>> BEGIN
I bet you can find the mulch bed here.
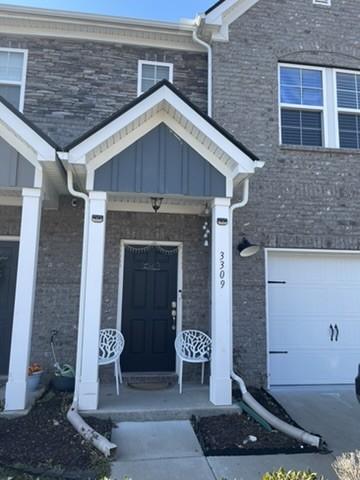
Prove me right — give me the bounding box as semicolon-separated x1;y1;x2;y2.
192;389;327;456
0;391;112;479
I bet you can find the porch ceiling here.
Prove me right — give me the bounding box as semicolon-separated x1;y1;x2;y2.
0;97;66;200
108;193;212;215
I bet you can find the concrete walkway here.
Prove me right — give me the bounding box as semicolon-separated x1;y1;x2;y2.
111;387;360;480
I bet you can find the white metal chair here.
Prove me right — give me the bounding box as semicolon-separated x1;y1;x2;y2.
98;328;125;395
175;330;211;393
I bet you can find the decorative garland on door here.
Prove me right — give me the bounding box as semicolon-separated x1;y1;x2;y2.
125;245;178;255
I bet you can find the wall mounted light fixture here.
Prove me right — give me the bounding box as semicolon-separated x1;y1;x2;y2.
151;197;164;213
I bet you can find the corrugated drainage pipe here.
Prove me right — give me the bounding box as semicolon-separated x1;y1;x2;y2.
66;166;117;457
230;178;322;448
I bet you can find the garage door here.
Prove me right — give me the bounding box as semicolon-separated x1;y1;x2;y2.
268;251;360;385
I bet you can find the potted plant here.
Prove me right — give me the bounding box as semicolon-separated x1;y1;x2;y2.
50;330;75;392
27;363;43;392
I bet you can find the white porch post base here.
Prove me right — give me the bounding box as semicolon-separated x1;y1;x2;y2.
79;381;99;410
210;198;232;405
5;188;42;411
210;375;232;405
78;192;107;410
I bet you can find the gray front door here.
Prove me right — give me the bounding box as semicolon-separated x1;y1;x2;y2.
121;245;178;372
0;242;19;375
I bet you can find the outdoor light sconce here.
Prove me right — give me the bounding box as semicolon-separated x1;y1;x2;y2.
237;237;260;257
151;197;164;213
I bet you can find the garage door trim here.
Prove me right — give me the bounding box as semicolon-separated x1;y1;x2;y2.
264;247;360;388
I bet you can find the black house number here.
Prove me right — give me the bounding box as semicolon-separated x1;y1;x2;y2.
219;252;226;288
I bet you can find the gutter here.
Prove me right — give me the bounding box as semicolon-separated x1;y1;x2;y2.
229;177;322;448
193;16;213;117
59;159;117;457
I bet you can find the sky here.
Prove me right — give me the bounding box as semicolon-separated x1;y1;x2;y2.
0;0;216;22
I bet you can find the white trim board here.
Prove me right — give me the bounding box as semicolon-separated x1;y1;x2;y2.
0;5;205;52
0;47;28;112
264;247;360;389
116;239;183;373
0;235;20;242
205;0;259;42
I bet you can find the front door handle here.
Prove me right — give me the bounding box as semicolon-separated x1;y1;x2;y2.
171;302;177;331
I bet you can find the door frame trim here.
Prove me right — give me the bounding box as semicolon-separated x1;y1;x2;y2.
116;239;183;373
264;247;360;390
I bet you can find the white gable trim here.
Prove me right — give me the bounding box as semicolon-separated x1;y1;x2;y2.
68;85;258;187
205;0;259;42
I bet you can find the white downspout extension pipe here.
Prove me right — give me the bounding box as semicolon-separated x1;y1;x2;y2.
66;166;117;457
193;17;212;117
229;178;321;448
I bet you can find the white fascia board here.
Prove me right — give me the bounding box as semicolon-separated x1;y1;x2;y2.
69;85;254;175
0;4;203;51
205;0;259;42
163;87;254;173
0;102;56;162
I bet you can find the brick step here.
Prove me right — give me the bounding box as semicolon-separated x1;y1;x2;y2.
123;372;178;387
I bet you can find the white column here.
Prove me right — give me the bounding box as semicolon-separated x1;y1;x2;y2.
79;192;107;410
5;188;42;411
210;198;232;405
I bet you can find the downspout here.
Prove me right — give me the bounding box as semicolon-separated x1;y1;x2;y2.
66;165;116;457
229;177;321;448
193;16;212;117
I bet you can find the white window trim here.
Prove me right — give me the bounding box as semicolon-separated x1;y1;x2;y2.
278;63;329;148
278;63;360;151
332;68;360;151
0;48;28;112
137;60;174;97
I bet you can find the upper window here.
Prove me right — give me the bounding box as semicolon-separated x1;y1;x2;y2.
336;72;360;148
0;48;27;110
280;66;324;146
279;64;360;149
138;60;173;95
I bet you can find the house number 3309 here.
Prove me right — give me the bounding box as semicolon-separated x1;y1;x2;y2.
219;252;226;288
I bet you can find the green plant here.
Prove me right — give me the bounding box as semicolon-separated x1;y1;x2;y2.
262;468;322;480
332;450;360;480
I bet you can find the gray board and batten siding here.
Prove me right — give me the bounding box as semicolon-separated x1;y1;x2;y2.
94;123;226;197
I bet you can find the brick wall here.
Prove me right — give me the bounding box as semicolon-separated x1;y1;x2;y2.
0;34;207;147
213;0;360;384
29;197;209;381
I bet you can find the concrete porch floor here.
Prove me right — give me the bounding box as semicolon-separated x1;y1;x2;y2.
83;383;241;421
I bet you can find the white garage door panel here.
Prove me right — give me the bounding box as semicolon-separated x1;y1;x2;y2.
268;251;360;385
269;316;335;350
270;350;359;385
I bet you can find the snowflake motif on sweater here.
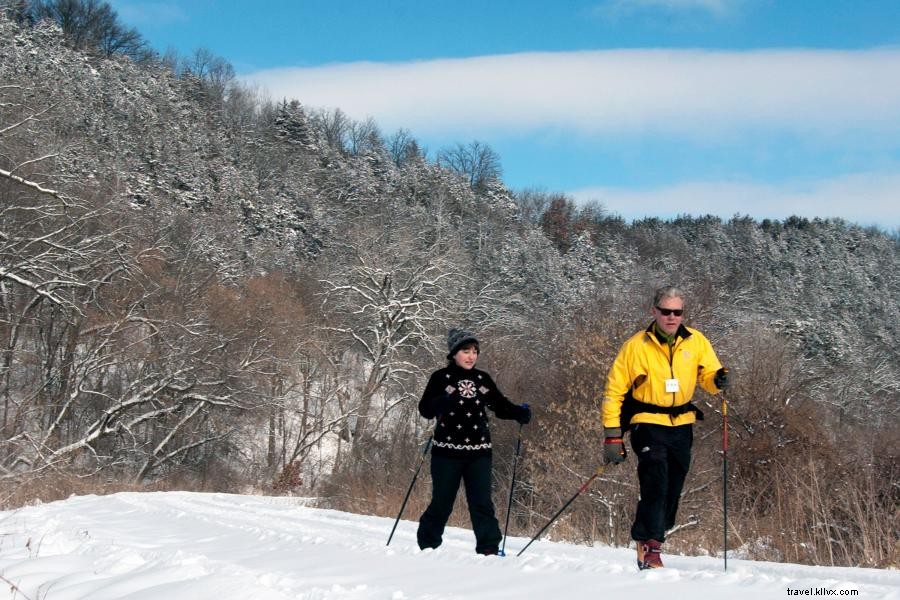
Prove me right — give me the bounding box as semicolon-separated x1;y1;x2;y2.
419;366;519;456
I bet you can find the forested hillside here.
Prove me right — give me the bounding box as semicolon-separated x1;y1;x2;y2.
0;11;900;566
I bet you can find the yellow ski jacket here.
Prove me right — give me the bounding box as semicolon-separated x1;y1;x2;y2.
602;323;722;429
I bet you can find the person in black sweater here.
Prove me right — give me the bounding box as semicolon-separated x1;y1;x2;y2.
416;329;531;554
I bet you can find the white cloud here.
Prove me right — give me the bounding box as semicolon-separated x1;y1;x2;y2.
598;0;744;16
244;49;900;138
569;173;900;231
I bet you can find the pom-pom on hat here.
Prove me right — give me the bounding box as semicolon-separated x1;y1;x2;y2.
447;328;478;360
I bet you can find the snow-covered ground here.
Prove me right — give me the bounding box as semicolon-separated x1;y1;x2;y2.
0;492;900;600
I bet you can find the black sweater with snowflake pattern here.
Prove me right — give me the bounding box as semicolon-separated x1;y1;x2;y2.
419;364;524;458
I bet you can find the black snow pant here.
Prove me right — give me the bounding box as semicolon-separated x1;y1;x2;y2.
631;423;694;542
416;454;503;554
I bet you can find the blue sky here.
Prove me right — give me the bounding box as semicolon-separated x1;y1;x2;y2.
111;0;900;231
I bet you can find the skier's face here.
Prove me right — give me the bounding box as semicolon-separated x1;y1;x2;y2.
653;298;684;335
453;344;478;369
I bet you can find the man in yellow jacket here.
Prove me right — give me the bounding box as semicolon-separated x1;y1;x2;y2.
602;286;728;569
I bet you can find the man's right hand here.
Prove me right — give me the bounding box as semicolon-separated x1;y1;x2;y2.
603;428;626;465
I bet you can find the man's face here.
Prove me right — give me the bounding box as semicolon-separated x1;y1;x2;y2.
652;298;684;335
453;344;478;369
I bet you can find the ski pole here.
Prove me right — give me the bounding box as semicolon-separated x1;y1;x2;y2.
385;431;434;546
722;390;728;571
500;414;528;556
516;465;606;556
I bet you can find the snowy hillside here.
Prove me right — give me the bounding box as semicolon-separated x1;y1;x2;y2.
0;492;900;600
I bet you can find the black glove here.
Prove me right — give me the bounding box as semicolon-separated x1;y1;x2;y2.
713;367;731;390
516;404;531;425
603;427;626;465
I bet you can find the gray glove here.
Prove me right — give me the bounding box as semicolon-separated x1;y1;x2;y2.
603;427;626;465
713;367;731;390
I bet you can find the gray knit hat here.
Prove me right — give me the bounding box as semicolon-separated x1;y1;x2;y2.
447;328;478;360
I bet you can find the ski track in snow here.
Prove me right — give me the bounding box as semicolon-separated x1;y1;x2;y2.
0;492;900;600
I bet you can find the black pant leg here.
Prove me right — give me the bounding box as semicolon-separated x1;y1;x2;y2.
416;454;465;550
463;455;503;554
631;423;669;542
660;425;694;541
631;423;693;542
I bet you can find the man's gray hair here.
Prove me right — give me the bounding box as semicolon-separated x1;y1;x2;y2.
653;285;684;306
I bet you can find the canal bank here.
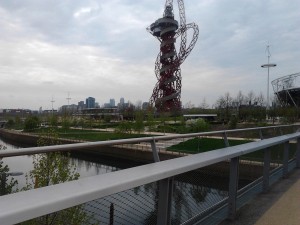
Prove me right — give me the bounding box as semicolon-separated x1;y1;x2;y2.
>> END
*PROBLEM REQUIREMENTS:* Write out the lines above exactly as they appear, from the first line of the records through the line that contains "108;193;212;215". Leave the pictures out.

*FULL ANSWER:*
I bet you can find the mulch bed here.
Prove me right — give me the bounding box as semicolon-separated x1;y1;x2;y2.
192;389;327;456
0;391;112;479
I bet you can find the porch ceiling here.
Prove me right — give me the bounding box as semicolon-separated x1;y1;x2;y2.
0;97;66;200
108;193;212;215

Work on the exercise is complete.